■ **Passage provided**
Jimmy Gutierrez: [00:11:56] Exactly.

Sam Evans-Brown: [00:11:57] Which is what we've seen. So Hispanic birth rates are the fastest [00:12:00] to fall in the US. There's like a 26% drop in Hispanic birth rates over the last ten years, faster than any other demographic group. But the second piece is about the different impact that members of different economies have. So he says, we already consume too much. We have the highest per capita carbon emissions. We eat more meat than any other country in the world. So it's like they're already too many Americans. And and maybe we should just have fewer Americans.

Justine Paradis: [00:12:26] Um, fair.

Jimmy Gutierrez: [00:12:27] Yeah. Why not? The problem [00:12:30] with that is, though, is like it it cements in place the inequality that already exists everywhere else. Like, assuming this is a solution to human impact, is also assuming that the rest of the world is never going to achieve our level of affluence.

Sam Evans-Brown: [00:12:44] Yeah, right. And I think, I think Ben would say that he believes Americans do need to consume less, but generally he agrees that the rest of the world can't consume like we do.

Ben Zuckerman: [00:12:53] I mean, if China ever achieves the same per capita level of affluence as the United States does, the whole biosphere will be [00:13:00] destroyed. Because there are four times as many people in China as there are in the United States. So there is no way that these other countries can ever come up to the level of affluence of the United States.

Sam Evans-Brown: [00:13:18] Maybe you agree with Ben. Or maybe you think that asserting that poor people all over the world can't have what we have is just another problematic position in a long line of problematic positions? [00:13:30] Either way, when Ben Zuckerman first launched his insurgent campaign against the Sierra Club establishment, members of the Sierra Club were sympathetic to his ideas. And in 2002, when he first ran for the board, he was the top vote getter.

Jimmy Gutierrez: [00:13:43] This guy?

Sam Evans-Brown: [00:13:43] Yes. And then the next year, two others made it onto the board, who were supported by the Sierra for US Population Stabilization. SUPS. If you want to shorten it. One of them was a guy named Paul Watson, who's kind of famous. Did you ever hear about Whale Wars? Animal [00:14:00] Planet show?

Jimmy Gutierrez: [00:14:02] Do you have a clip for us?

Paul Watson show: [00:14:03] That stands for everything I hate. Killing innocent animals. It's up to us to stop them.

■ **Dataset content**
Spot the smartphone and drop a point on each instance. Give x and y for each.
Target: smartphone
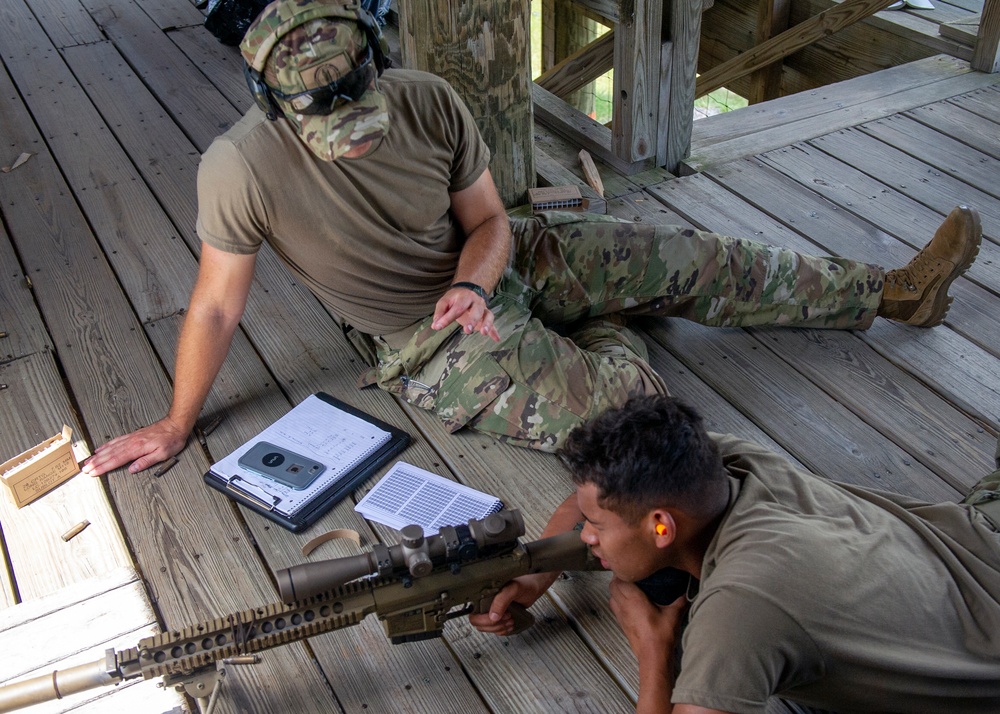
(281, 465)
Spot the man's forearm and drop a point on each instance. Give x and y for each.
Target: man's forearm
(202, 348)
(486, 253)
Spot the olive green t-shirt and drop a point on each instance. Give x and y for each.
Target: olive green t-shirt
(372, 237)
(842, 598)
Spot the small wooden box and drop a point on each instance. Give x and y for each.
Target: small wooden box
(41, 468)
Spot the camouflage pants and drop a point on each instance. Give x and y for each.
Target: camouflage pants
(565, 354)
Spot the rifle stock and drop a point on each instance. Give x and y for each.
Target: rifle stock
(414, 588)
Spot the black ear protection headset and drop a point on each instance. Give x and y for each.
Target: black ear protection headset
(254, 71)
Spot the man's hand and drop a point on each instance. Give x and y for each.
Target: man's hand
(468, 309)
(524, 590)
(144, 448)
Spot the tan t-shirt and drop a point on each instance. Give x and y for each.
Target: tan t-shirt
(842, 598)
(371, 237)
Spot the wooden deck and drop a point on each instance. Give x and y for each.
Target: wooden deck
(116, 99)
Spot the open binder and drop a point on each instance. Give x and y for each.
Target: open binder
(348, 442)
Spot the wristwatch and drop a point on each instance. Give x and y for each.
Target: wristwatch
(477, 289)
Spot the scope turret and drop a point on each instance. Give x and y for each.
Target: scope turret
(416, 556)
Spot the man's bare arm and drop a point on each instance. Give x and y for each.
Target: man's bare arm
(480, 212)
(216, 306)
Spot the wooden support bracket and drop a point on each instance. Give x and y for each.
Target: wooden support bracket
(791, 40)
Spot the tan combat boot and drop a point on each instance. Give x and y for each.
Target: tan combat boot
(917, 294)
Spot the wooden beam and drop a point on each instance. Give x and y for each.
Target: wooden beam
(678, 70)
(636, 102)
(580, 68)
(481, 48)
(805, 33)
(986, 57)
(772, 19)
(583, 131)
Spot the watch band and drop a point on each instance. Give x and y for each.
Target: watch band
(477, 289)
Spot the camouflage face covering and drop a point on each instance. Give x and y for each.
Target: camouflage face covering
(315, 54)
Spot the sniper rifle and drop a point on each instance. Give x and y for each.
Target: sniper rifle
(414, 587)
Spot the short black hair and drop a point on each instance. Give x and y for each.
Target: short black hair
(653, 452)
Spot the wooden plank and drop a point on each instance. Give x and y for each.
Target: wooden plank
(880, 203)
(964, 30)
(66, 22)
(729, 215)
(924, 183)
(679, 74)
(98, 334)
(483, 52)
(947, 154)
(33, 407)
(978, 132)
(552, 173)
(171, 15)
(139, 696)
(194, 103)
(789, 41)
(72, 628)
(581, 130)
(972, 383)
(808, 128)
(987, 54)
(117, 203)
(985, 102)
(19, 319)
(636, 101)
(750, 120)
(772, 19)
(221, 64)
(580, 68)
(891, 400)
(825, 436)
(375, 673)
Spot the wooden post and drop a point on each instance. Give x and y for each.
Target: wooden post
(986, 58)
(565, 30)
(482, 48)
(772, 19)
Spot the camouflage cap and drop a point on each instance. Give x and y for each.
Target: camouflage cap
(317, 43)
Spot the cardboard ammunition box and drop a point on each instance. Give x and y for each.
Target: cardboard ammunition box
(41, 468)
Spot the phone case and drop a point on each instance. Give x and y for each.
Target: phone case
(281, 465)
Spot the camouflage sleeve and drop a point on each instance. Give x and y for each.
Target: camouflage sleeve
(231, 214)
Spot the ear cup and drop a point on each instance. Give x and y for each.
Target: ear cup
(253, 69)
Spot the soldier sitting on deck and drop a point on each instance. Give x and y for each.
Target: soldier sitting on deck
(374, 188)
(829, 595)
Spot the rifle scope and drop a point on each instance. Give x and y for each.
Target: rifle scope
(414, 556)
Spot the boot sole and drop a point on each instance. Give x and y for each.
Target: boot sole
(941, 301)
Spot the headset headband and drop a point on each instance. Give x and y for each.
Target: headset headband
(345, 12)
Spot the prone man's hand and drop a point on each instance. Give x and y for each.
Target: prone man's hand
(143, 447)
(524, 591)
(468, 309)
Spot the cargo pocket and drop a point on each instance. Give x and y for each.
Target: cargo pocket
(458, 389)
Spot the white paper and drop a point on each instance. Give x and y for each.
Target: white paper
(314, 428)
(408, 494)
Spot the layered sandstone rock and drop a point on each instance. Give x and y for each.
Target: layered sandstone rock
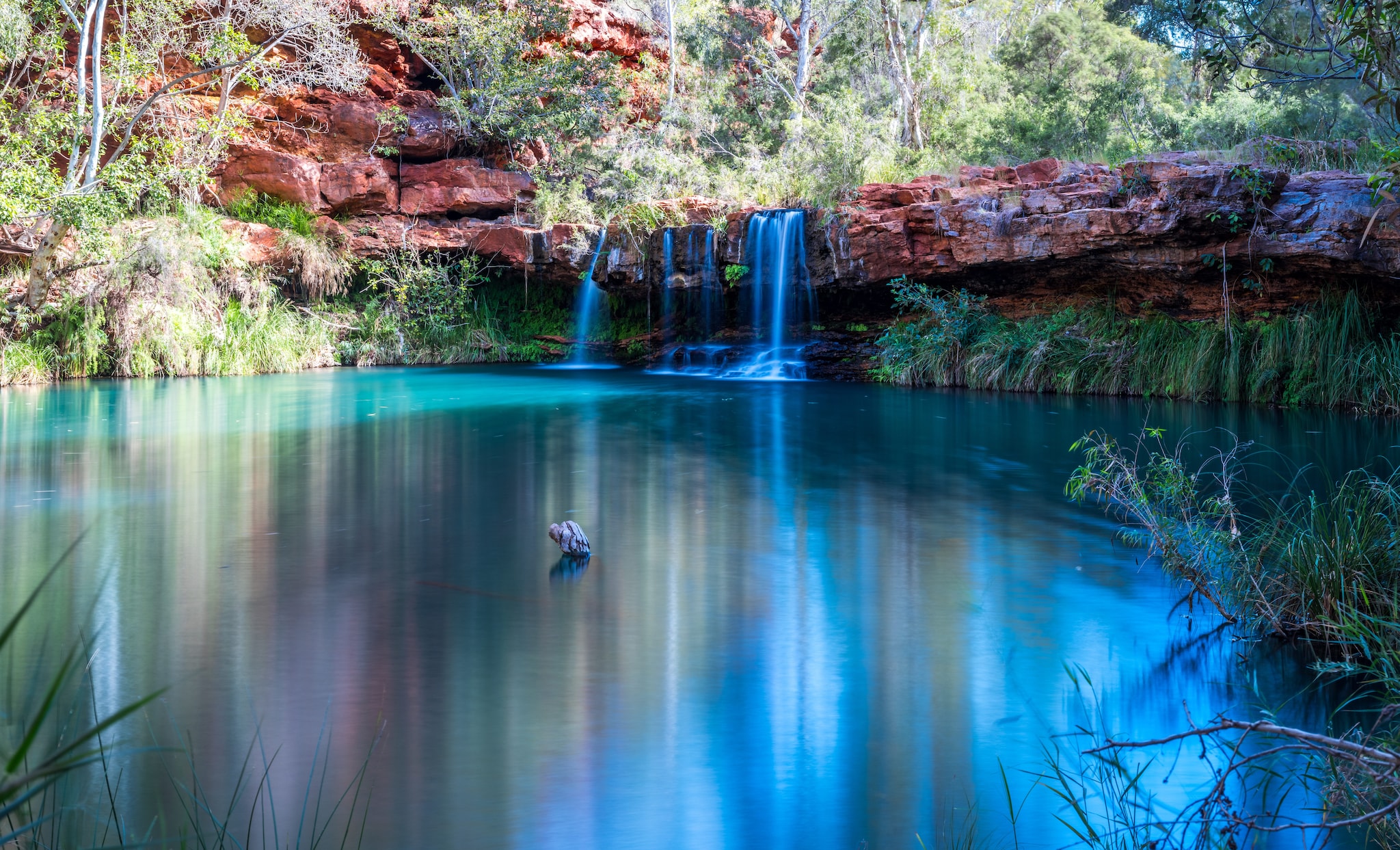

■ **Set exercise 1**
According to the podcast transcript, in what year did Ben Zuckerman first run for the Sierra Club board?
■ **Set exercise 2**
Write the next part of the podcast transcript about the Sierra Club, beginning right after its final spoken line.
The lines that come after the podcast transcript are not needed for this work.

■ **Exercise result 1**
2002

■ **Exercise result 2**
Justine Paradis: [00:14:11] Is this like a Greenpeace thing?

Sam Evans-Brown: [00:14:13] So Paul Watson was a co-founder of Greenpeace, but left because it wasn't extreme enough. They were not willing to go far enough in his mind.

Justine Paradis: [00:14:21] Okay.

Sam Evans-Brown: [00:14:21] I interviewed Paul as well, and my takeaway was this crew wasn't some sleeper cell organized from above by a mastermind in UCLA. [00:14:30] Paul says that he decided to run for the board after debate that he had on stage with Carl Pope, who was the head of the Sierra Club at the time.

Paul Watson: [00:14:38] A question was asked, you know, how can one person make a difference? And Carl said, well, all we really have to do is talk to our neighbor. If everybody just talk to our neighbor, that would change things in the world. And I remember saying, what am I up on the stage here with Mr. Rogers or something? You know? It's not that simple.

Sam Evans-Brown: [00:14:57] But it sounds like though you wanted to run on your own [00:15:00] volition. So this idea that Ben was like, you know, in charge of some sort of movement is maybe an oversimplification.

Paul Watson: [00:15:07] No, Ben wasn't in charge of any movement. He was representing a position. You know, we had support for that position from numerous people.

Sam Evans-Brown: [00:15:15] And according to both Ben and Paul, there were a lot of folks who supported them. So David Brower founded the anti-nuclear group Friends of the Earth. Gaylord Nelson organized the first Earth Day. Stewart Udall. E.O. Wilson. This list actually [00:15:30] goes on for a really long time.

Justine Paradis: [00:15:31] Well, they're like. Well, they're kind of big. These are all big names.

Jimmy Gutierrez: [00:15:34] Yeah,I've heard I've heard of those people.

Justine Paradis: [00:15:35] Yeah.

Sam Evans-Brown: [00:15:36] And this position, plain and simple, according to these two, is that if you want to stabilize the US population, you have to deal with immigration.

Paul Watson: [00:15:42] The focus was not on immigration alone. The focus was right across the board on ways to deal with this. Immigration was just one of the issues. But think what the bottom line was this that the US should come up with a policy that would maintain population stabilization. [00:16:00] So it wouldn't grow. And whatever contributed to the increase was what was to be addressed. Nobody was saying, shut the borders and not allow any immigrants to come in. I mean, what we're saying is that the immigration should be consistent with keeping stabilization.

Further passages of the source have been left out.